● Фрагмент страницы:
История любви Владимира Маяковского и Лили Брик
История любви-болезни, любви-наркотика, любви-зависимости Владимира Маяковского к Лиле Брик.
Это чувство, которое изматывает душу и заставляет взрываться мозги, которое водит по краю пропасти и всегда держит на грани, которое вызывает ломку и в итоге, после всего пережитого, убивает… Но это тоже любовь.
Познакомила их сестра Лили — Эльза, которая на тот момент была девушкой Владимира. Маяковский только что закончил поэму «Облако в штанах» и, готовый читать свои произведения когда угодно и где угодно, согласился прийти на вечер в дом Лили и Осипа Бриков. Эльза, хотела похвастаться своим талантливым поклонником — и ей это удалось…
«Мы подняли головы, — вспоминала Лиля Юрьевна, — и до конца вечера не спускали глаз с невиданного чуда». А Маяковский среди общего восторга вдруг шагнул к хозяйке , спросил: «Можно посвятить Вам?» и написал над заглавием «Лиле Юрьевне Брик». В тот же день Маяковский восторженно выкрикивал своему другу Корнею Чуковскому, что встретил ту самую, неповторимую, единственную…
Чувства Лили не были так сильны. И вскоре образовался странный треугольник, в котором Маяковский безумно любил Лилю, Лиля любила мужа, а Осип восхищался Владимиром. В семье Бриков Осип первым увлекся Маяковским: стал постоянно приглашать поэта в дом читать стихи, издавал за свой счет его книжки… При этом Осипа не смущало, что, приходя к ним, поэт садился напротив его жены и, не сводя с нее страстного взора, повторял, что боготворит, обожает, не может без нее жить. Брик с восторгом слушал, как Владимир читал, обращаясь к Лиле: «Любит? не любит? Я руки ломаю и пальцы разбрасываю разломавши…»

● Условие задания: Перепишите из текста о Маяковском и Лиле Брик отрывок, начиная со слов «Это чувство, которое» и заканчивая словами «это тоже любовь.».

● Исходные данные:
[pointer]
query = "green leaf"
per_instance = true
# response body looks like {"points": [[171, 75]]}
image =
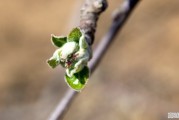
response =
{"points": [[52, 63], [58, 40], [74, 35], [78, 80]]}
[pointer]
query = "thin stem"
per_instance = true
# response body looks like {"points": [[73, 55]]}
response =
{"points": [[119, 19]]}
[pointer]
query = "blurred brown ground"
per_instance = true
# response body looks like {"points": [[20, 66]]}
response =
{"points": [[138, 78]]}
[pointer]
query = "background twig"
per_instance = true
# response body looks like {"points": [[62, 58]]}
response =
{"points": [[119, 18]]}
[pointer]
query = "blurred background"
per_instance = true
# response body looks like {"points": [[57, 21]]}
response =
{"points": [[138, 78]]}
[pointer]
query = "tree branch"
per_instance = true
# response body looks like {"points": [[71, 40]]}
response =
{"points": [[119, 18]]}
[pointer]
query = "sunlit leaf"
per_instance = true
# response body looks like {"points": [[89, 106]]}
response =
{"points": [[78, 80]]}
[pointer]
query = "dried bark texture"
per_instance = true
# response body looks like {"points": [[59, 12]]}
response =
{"points": [[90, 12]]}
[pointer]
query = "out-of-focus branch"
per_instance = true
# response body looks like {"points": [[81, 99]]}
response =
{"points": [[119, 18], [90, 12]]}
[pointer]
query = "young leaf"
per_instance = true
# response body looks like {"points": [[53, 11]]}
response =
{"points": [[58, 40], [78, 80], [74, 35], [52, 63]]}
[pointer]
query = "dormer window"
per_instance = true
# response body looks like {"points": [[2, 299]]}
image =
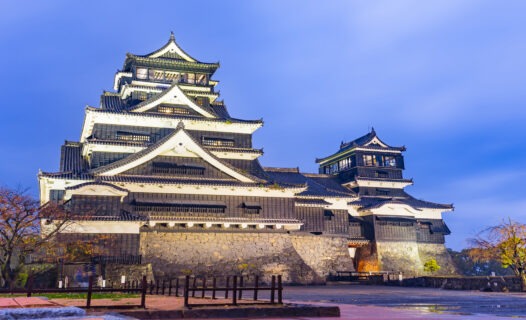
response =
{"points": [[173, 168], [173, 110], [218, 142], [251, 207], [132, 136]]}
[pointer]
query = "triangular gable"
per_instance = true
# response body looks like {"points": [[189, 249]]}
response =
{"points": [[171, 49], [178, 143], [376, 140], [172, 95]]}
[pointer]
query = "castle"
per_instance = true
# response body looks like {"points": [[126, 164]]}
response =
{"points": [[163, 168]]}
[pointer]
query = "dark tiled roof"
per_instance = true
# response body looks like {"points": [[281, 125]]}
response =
{"points": [[177, 117], [436, 225], [123, 216], [221, 110], [309, 201], [233, 149], [224, 220], [168, 63], [118, 142], [96, 183], [368, 203], [383, 179], [361, 142], [71, 157], [112, 102], [318, 185], [158, 144], [192, 181]]}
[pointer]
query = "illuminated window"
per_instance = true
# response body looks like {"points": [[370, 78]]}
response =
{"points": [[218, 142], [389, 161], [369, 160], [173, 168], [142, 73], [173, 110], [142, 96]]}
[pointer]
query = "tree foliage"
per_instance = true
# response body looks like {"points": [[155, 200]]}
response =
{"points": [[505, 242], [468, 266], [20, 230]]}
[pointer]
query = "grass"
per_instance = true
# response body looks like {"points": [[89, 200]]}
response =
{"points": [[95, 295]]}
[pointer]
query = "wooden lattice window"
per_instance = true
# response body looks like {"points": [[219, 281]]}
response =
{"points": [[218, 142], [173, 168]]}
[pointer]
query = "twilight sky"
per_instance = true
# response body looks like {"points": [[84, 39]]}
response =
{"points": [[444, 78]]}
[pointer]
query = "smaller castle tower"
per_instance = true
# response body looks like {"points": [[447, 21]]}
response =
{"points": [[404, 232]]}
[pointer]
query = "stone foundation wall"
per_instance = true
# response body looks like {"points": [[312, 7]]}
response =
{"points": [[299, 258], [439, 252], [132, 272], [399, 256], [409, 257], [324, 255], [496, 284]]}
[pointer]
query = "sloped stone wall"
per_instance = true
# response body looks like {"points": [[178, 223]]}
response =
{"points": [[409, 257], [298, 258], [399, 256], [323, 254], [439, 252]]}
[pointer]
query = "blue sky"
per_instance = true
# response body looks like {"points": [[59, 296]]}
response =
{"points": [[444, 78]]}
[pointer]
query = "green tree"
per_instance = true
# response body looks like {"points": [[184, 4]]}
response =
{"points": [[505, 242], [431, 265], [21, 221]]}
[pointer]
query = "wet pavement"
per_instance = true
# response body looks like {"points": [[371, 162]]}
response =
{"points": [[434, 301]]}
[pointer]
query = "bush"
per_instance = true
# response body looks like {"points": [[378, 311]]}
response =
{"points": [[431, 265]]}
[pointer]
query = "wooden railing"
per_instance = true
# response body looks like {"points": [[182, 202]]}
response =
{"points": [[230, 288], [141, 289]]}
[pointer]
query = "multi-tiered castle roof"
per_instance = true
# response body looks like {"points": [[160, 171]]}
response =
{"points": [[163, 150]]}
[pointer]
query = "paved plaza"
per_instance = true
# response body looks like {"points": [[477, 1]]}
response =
{"points": [[423, 303]]}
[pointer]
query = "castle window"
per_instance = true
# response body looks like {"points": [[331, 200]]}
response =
{"points": [[381, 174], [173, 168], [56, 195], [142, 73], [142, 96], [327, 215], [369, 160], [132, 136], [345, 164], [218, 142], [172, 110], [382, 192], [202, 79], [389, 161], [251, 207]]}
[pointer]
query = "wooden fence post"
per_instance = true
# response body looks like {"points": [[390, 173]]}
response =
{"points": [[256, 287], [240, 287], [29, 285], [143, 292], [234, 291], [193, 286], [272, 290], [204, 287], [90, 287], [227, 287], [280, 290], [186, 289], [214, 288]]}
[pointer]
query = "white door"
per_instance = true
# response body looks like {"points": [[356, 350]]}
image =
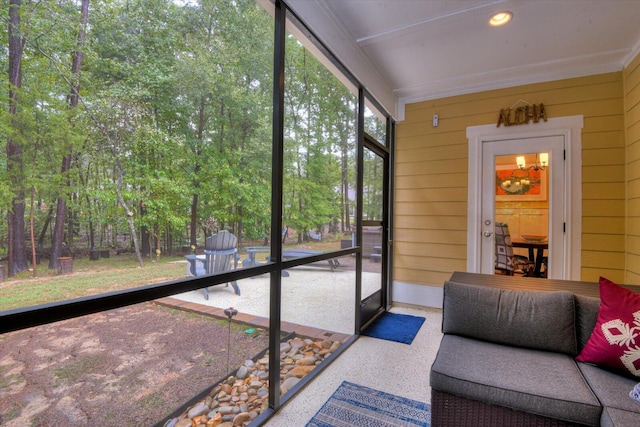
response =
{"points": [[555, 174]]}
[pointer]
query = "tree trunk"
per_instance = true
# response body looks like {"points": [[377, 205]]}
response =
{"points": [[202, 119], [74, 97], [34, 255], [15, 217], [128, 213]]}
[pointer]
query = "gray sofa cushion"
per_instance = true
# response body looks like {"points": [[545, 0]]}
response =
{"points": [[543, 383], [612, 390], [586, 317], [612, 417], [531, 319]]}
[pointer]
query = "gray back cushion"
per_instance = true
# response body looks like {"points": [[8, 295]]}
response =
{"points": [[531, 319], [586, 317]]}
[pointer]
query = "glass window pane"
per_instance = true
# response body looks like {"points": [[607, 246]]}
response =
{"points": [[373, 190], [375, 124], [319, 155], [168, 144]]}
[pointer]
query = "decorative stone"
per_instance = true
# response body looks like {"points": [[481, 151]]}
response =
{"points": [[240, 418], [184, 423], [198, 409], [241, 398]]}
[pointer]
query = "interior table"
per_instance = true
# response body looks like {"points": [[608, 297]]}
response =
{"points": [[533, 246]]}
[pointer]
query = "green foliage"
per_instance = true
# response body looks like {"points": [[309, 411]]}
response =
{"points": [[175, 100]]}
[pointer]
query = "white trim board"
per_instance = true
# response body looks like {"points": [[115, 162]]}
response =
{"points": [[417, 294]]}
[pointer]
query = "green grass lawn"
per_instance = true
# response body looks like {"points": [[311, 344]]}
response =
{"points": [[87, 278], [104, 275]]}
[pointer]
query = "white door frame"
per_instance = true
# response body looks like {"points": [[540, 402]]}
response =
{"points": [[571, 128]]}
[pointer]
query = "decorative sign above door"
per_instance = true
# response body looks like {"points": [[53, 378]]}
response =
{"points": [[522, 115]]}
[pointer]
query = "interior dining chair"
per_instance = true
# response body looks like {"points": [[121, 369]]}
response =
{"points": [[505, 260]]}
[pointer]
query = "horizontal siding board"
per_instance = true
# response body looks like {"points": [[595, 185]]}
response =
{"points": [[609, 139], [435, 195], [633, 243], [430, 263], [430, 249], [599, 208], [603, 156], [603, 242], [431, 181], [603, 191], [608, 173], [591, 274], [633, 189], [598, 225], [446, 152], [441, 223], [431, 236], [431, 208], [433, 278], [432, 167], [595, 259]]}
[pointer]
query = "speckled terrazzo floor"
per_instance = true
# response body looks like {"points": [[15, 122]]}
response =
{"points": [[391, 367]]}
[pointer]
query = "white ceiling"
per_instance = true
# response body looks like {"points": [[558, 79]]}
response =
{"points": [[406, 51]]}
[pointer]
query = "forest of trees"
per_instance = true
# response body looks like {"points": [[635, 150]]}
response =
{"points": [[152, 119]]}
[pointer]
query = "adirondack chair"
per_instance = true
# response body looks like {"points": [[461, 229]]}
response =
{"points": [[219, 254]]}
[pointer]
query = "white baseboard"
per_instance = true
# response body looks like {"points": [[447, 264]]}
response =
{"points": [[417, 294]]}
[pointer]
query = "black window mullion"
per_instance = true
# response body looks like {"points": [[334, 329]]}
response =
{"points": [[276, 204]]}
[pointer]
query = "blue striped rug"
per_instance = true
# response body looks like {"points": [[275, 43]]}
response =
{"points": [[352, 405]]}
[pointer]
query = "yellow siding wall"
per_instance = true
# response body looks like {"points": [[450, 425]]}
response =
{"points": [[430, 240], [632, 124]]}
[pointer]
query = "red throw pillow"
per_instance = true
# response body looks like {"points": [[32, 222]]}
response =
{"points": [[615, 341]]}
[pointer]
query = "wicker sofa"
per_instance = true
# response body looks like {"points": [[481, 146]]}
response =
{"points": [[507, 357]]}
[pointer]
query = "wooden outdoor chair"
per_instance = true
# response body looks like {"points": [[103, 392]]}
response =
{"points": [[219, 256]]}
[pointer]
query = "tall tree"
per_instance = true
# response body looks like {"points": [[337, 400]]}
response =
{"points": [[15, 167], [73, 99]]}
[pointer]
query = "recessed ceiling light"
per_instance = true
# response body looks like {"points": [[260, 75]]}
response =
{"points": [[500, 18]]}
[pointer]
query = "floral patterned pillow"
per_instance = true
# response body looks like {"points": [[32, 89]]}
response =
{"points": [[615, 341]]}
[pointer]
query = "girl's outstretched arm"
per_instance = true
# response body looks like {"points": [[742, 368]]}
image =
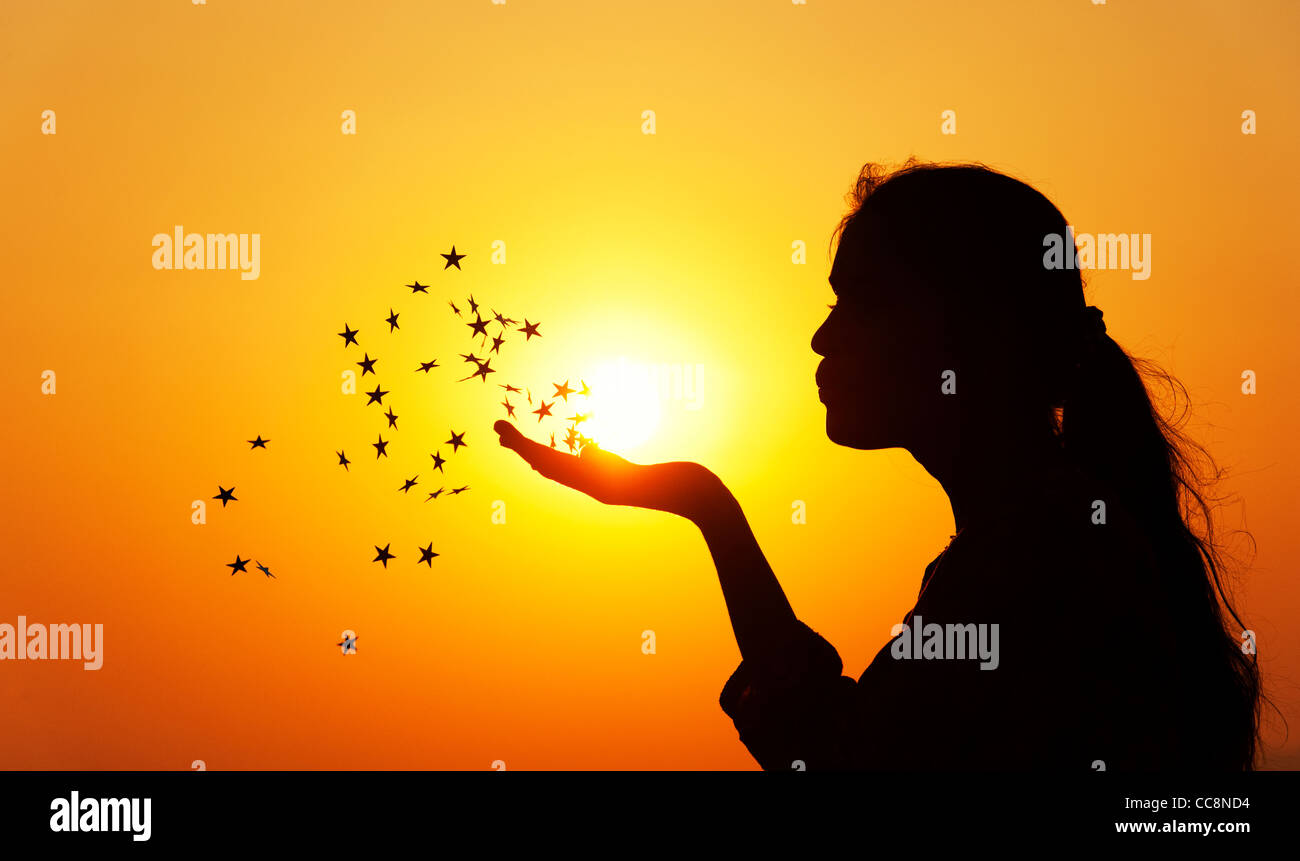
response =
{"points": [[761, 615]]}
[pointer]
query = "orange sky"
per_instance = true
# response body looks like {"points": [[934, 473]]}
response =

● Результат выполнения:
Это чувство, которое изматывает душу и заставляет взрываться мозги, которое водит по краю пропасти и всегда держит на грани, которое вызывает ломку и в итоге, после всего пережитого, убивает… Но это тоже любовь.